▸ Given entries:
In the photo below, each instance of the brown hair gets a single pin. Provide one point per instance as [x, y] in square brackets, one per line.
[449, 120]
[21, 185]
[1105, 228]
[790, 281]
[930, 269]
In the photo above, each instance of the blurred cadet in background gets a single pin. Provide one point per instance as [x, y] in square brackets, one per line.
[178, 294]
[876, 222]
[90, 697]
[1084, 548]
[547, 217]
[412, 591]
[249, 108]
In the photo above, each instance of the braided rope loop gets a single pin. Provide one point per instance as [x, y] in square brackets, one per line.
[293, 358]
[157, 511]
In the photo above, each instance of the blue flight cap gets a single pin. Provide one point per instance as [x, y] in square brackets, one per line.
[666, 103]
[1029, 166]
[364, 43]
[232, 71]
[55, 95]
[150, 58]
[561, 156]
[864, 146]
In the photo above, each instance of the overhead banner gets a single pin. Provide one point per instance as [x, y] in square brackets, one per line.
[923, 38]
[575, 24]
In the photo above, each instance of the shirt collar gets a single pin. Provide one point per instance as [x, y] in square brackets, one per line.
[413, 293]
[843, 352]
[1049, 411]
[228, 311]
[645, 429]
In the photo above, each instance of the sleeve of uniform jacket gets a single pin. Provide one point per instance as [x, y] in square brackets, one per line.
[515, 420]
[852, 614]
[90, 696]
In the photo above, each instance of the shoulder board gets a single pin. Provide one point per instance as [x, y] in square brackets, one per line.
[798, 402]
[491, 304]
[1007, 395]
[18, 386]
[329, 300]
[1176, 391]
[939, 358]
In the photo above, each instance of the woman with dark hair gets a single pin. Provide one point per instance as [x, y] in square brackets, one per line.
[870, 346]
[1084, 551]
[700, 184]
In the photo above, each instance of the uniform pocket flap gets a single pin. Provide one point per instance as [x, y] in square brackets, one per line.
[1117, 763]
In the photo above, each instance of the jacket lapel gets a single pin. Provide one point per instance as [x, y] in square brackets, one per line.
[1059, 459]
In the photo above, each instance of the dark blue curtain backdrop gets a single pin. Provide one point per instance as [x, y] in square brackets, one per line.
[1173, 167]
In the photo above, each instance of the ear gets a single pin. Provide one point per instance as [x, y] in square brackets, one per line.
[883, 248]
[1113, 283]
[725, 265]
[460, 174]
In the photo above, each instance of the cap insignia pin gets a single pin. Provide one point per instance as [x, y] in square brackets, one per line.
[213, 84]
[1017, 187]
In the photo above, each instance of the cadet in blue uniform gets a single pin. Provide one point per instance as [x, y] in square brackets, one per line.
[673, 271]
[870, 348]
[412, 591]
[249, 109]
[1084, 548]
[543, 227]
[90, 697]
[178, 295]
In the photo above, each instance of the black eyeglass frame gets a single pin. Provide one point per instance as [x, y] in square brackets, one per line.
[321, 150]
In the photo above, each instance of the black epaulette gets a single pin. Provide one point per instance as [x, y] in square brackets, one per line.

▸ Do this:
Reproduce all of the material above, line for line, in its original order and without any changes.

▸ Result of this task:
In the photo below, each instance of the brown hair gets a single pin. Provide one point per instance as [x, y] in square brackets, one per line.
[449, 120]
[21, 185]
[1105, 228]
[790, 281]
[930, 269]
In the photo above, each instance of the blurred cadet in background gets a single pin. Provide one point per instance as [x, y] in square brackets, one per line.
[178, 294]
[876, 222]
[90, 697]
[1084, 548]
[547, 217]
[412, 591]
[249, 108]
In the photo above, each instance of the braided rope loop gets a single pin. Provide one point per instance as [x, y] in square brackets, one per line.
[293, 358]
[157, 511]
In the photo above, each instance of the blue flight cap gets a single pin. Provide one point per instance as [x, y] in square brackets, one per line.
[666, 103]
[1029, 166]
[364, 43]
[232, 71]
[55, 95]
[150, 58]
[561, 156]
[864, 146]
In the photo above, each instance of the overhead banner gets a single pin. Provide one point per instance as [x, y] in square brackets, one per line.
[923, 38]
[575, 24]
In the photo above, each instance of the shirt collar gets a single pin. Provide one point per instance as [x, y] in square brackets, one per line.
[413, 293]
[843, 352]
[1049, 411]
[228, 311]
[645, 429]
In the photo above, each instance of the sleeve of uniform jacket gets a single pin. Provide one point per instance as [x, y] in square brackets, one per line.
[515, 420]
[852, 614]
[90, 696]
In the photo above, each instance of the shoulder board gets a single pin. Provide one point per instance as [x, y] in square brackets, one per line.
[798, 402]
[491, 304]
[1007, 395]
[18, 386]
[329, 300]
[1176, 391]
[939, 358]
In the photo above, each instance of the woman with dark hair gets a single pin. Provide one point per instance as [x, y] in square brackets, one per line.
[870, 346]
[1084, 551]
[700, 184]
In the photo above, each instance of the uniform pocket flap gets a single pin. Provide one point per instance as [x, y] in square brackets, one per line.
[1117, 763]
In the photo above, each instance of the jacket lapel gets a single pin. Provide one point per instance as [x, y] in square brackets, one per line.
[1059, 459]
In the photo above, each instance of the dark blue curtain backdrop gets a single pin. Provide one point per instance as [x, y] in square brackets, one per line.
[1173, 167]
In the photo above, each instance of the ear gets a single pin. Provide one point per instance as [x, y] in square brackets, one per line.
[883, 248]
[1113, 283]
[725, 265]
[460, 174]
In the photo above, each instance of the cap insignia pin gets a single pin. Provide one point per instance as [x, y] in square brackets, one per line.
[213, 84]
[1017, 187]
In the photo above, each instance of the cadet in blue uniform gets a single pin. Provide one point per instance as [x, y] in square brackets, one per line.
[673, 271]
[870, 348]
[412, 591]
[249, 109]
[1084, 548]
[543, 227]
[90, 697]
[178, 295]
In the photo above, each instance of the black eyeglass frame gets a single pin. Provide one point per instance as [x, y] in square brackets, one per line.
[321, 150]
In the photo above, each instance of the black epaulette gets a single pin. Provide one point per instance as [x, y] in square brackets, one per line.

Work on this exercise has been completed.